_Exercise_
All lines below are to be output exactly as they stand.

_The input_
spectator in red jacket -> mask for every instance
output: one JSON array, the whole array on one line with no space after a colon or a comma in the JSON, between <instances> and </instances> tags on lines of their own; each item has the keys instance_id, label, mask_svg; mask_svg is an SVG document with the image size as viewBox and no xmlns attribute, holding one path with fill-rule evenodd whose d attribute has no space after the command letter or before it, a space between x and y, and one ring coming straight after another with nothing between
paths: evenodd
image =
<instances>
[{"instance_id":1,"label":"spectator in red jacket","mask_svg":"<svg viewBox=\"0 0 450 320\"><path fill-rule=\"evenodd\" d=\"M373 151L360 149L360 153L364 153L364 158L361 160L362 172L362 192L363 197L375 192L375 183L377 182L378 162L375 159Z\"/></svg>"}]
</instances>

_Completed task_
spectator in red jacket -> mask for every instance
output: one JSON array, the whole array on one line with no space after a colon or a comma in the JSON, between <instances> and </instances> tags on lines of their own; each item has the keys instance_id, label, mask_svg; mask_svg is an SVG document with the image size as viewBox and no xmlns attribute, holding one path with fill-rule evenodd whose d attribute has no space after the command letter or before it, a space between x and y, and one ring coming straight after another with nothing between
paths: evenodd
image =
<instances>
[{"instance_id":1,"label":"spectator in red jacket","mask_svg":"<svg viewBox=\"0 0 450 320\"><path fill-rule=\"evenodd\" d=\"M373 151L360 149L360 153L364 153L364 158L361 160L362 172L362 192L363 197L375 192L375 183L377 182L378 162L375 159Z\"/></svg>"}]
</instances>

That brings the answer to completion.